§ Required action
The answer must be an exact copy of the records, with every picture left out.

§ Supplied material
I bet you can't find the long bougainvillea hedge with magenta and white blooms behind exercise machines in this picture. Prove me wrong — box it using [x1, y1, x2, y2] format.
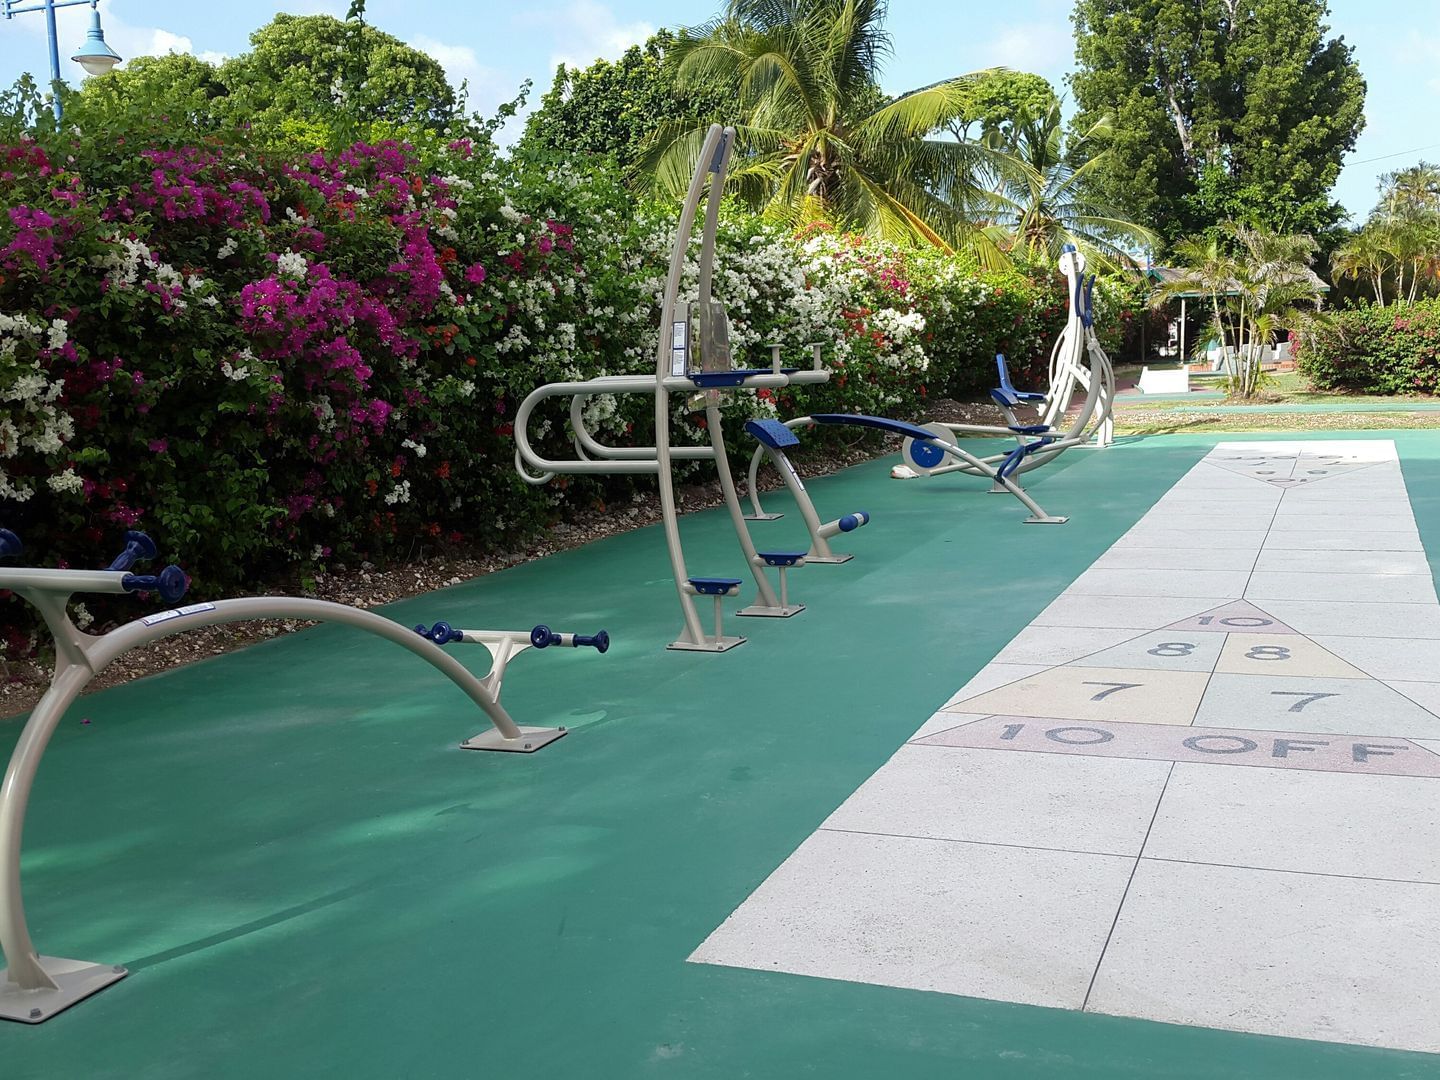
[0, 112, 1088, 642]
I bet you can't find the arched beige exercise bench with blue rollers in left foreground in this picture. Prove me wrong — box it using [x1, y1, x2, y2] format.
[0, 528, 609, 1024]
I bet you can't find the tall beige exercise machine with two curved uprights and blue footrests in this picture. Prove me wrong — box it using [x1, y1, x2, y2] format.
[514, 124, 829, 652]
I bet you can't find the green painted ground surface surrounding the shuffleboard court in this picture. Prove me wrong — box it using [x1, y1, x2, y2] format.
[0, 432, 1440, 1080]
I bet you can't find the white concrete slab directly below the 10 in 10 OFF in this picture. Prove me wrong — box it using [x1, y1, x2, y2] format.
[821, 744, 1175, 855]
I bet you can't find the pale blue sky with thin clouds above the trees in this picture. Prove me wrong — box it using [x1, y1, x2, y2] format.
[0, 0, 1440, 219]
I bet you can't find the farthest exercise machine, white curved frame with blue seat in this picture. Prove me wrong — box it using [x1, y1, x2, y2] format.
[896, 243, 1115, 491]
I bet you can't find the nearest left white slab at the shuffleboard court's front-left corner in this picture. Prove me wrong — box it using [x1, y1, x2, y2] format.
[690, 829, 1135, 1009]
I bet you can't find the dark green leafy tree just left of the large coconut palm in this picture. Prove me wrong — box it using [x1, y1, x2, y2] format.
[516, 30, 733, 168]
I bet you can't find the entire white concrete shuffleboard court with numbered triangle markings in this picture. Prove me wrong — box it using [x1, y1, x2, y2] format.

§ Solution
I bet you can't find the long bougainvillea hedge with magenta and white blooms behind exercise machines in this picture. Prove me wrong — box it using [x1, y1, x2, y2] format.
[0, 112, 1088, 642]
I bet you can't find the arched beige exercise bench with blue rollers in left foreground in this picture. Prove me wrong — box it using [x1, y1, x2, y2] format.
[0, 528, 609, 1024]
I bet you can't find the tall beige exercise machine with two curved uprights and blue footrests in this picture. Prove me wrong — box it using [x1, y1, x2, y2] format.
[514, 124, 829, 652]
I bet you can't find the green painted ground surface surrounding the shuffleboard court in this picture. Prove me wrong — box it using [x1, y1, x2, y2] format.
[0, 432, 1440, 1080]
I bet you can't find the white concrete slab directly below the 10 in 10 OFF in this picture. Prove me wrong — box it using [x1, y1, x2, y2] format.
[821, 744, 1175, 855]
I bet you can't find the pale blue sky with thin clouds above the trees in this picture. Prove me wrong — box it using [x1, y1, x2, y2] format.
[0, 0, 1440, 219]
I bet you can't find the farthest exercise machine, white curved frame with blue seat in this picture. Prove me wrong — box it using [x1, y1, x2, y2] format.
[896, 243, 1115, 491]
I bet you can't find the nearest left white slab at the shuffleboard court's front-left corner in this picture. Prove me wrong — box it using [x1, y1, x2, y2] format.
[690, 829, 1135, 1009]
I bet you can't find the dark green leafy tree just left of the large coconut palm in this picture. Prove me wrong — box it using [x1, y1, x2, y2] format.
[516, 30, 733, 168]
I bet you can't find the entire white concrete shuffleboard court with numbered triangle markings in this picture. Prove me wrong — box it using [x1, y1, x2, y2] format.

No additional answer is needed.